┌─ DATASET CONTENT
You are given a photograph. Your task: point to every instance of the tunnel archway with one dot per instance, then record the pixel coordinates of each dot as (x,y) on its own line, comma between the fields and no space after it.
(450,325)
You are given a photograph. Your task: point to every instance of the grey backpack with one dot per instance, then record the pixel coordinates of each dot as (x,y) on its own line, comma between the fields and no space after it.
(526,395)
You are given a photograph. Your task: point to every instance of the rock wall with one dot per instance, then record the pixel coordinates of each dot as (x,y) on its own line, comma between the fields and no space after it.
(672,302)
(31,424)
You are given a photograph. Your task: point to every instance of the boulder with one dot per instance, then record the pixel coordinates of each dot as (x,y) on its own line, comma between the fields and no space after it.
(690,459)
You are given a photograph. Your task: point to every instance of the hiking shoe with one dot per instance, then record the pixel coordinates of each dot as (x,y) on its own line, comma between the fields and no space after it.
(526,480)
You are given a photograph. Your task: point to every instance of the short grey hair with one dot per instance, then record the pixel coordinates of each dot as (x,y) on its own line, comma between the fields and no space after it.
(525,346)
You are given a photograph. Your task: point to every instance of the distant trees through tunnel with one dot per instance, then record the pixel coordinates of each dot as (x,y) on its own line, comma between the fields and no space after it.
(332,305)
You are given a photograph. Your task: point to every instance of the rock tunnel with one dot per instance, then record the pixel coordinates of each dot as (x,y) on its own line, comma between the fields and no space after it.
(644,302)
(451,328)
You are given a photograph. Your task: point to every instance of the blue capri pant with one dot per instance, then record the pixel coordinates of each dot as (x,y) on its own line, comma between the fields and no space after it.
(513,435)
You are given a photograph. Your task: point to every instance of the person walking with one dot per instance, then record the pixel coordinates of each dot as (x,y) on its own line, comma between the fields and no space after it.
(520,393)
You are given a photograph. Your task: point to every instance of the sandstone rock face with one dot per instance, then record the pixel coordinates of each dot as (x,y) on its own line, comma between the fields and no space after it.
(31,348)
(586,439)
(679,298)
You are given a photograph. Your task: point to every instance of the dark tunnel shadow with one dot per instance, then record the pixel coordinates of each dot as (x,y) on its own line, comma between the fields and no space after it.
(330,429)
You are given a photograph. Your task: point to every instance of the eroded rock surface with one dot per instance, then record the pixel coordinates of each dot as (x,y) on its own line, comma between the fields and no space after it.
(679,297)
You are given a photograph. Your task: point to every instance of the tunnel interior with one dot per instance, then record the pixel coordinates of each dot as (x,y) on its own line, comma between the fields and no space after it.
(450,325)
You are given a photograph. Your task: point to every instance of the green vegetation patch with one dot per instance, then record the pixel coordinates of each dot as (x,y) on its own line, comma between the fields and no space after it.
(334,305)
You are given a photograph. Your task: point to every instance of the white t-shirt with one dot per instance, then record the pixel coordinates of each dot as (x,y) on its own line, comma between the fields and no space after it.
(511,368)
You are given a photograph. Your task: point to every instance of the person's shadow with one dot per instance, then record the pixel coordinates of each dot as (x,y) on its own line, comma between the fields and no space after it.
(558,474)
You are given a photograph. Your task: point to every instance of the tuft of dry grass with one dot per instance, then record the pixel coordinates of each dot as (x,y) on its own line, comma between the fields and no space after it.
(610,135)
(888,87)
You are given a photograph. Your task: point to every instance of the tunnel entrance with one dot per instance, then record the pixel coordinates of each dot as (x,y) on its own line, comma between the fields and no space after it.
└─
Extract all of the data above without altering anything.

OUTPUT BELOW:
You are given a photograph. Your task: point to every instance of the tunnel archway with one dot per instance, then record the pixel coordinates of each dot as (x,y) on its own line, comma between the fields and no space after it.
(450,325)
You are given a photograph. Your task: point to every instance of the grey backpack with one dot per instance, then record the pixel coordinates of each dot as (x,y) on its own line, comma between the fields and no space after it.
(526,395)
You are given a photograph. Your task: point to every instance of the rock wall with one dot per instance, then record the pixel coordinates of each dot as (x,y) on its own line, comma between the fields and no space after it.
(672,302)
(31,424)
You are given a photograph. Your task: point to every instance of the boulder with one dot per instance, then record the pixel coordinates of each dot as (x,y) on its own line, comma between the fields and no space after it.
(690,459)
You are given a photograph. Your task: point to every instance of the hiking shoe with one dot per instance, then record the pixel coordinates of each dot as (x,y) on its own line, comma between the fields and no space after it.
(526,480)
You are given a photograph. Your task: point to every instance of the short grey hair with one dot per instance, then record the pixel coordinates of each dot as (x,y) on its own line, comma between the fields and no space after it.
(525,346)
You are given a photograph. Your task: point to every instance of the distant trees through tunnel with one dot per instance, then record the pixel coordinates of each dot as (x,y) on its own line, comma between the fields and no space after it.
(332,305)
You are given a photograph. Your task: point to every instance of the rock tunnel with one dot per instance, then record the pixel coordinates of each dot as (x,y) on its own line, comma between the fields and no space after it.
(644,302)
(451,328)
You are given a photograph. Your task: point to every instance of the blue capri pant with one dot per instance, then record the pixel coordinates of each dot as (x,y) on its own line, comma between the fields and no space after it.
(513,435)
You are given a photograph. Your task: point to every instance of the person walking with one dot per instance, then record the pixel coordinates of each dot as (x,y) on its own line, comma between the fields and no space after it.
(520,393)
You are given a photograph. Your task: point to every instance of the sandstone rock face with one dot per instance, then record the pixel coordinates of each dot as (x,y) on its own line, comma between the fields and no space after it.
(31,348)
(586,439)
(679,298)
You are given a photograph. Your task: point to every instance of the dark tunnel shadow with one dot per instance, then record the pixel coordinates of each dot as (x,y) on its own line, comma between the fields and no space after it.
(330,429)
You are given a photograph. Your task: point to every instance of the eroded rock surface with one dot per instance, then record the pixel coordinates of each dot as (x,y) on its own line, comma between the fields and no space after it.
(679,297)
You are given a photograph. Your task: point to every instance of the tunnel interior with one dot per instance, then record the pixel coordinates of each dot as (x,y) on its own line, comma between the fields and no space after it.
(450,325)
You are given a photograph. Your task: point to every instance of the green vegetation patch with one dot per instance, then record the pixel coordinates of each dot as (x,y) on its own line, comma between the fields and no space after it.
(334,305)
You are given a photograph. Your task: point to every instance of the white t-shirt with one dot per instance, then record the pixel coordinates of each dot as (x,y) on its own line, comma between the fields and no space after it.
(511,368)
You are given a photograph. Your task: point to every instance of the person's shadow with one dot per instance, then record the pixel coordinates of each dot as (x,y) on its own line, comma between the fields and no space after it.
(558,474)
You are given a photograph. Your task: point to every instance of the tuft of dry grass with one dot per instance, then record the pixel coordinates of each dot as (x,y) on its own line, comma between the fields and no space after it.
(610,135)
(888,87)
You are given a photograph. Your task: point to every instance of the tunnel entrance with one dot per instance, then record the pixel coordinates of each dot as (x,y) on its own line, comma between the fields and no space after it.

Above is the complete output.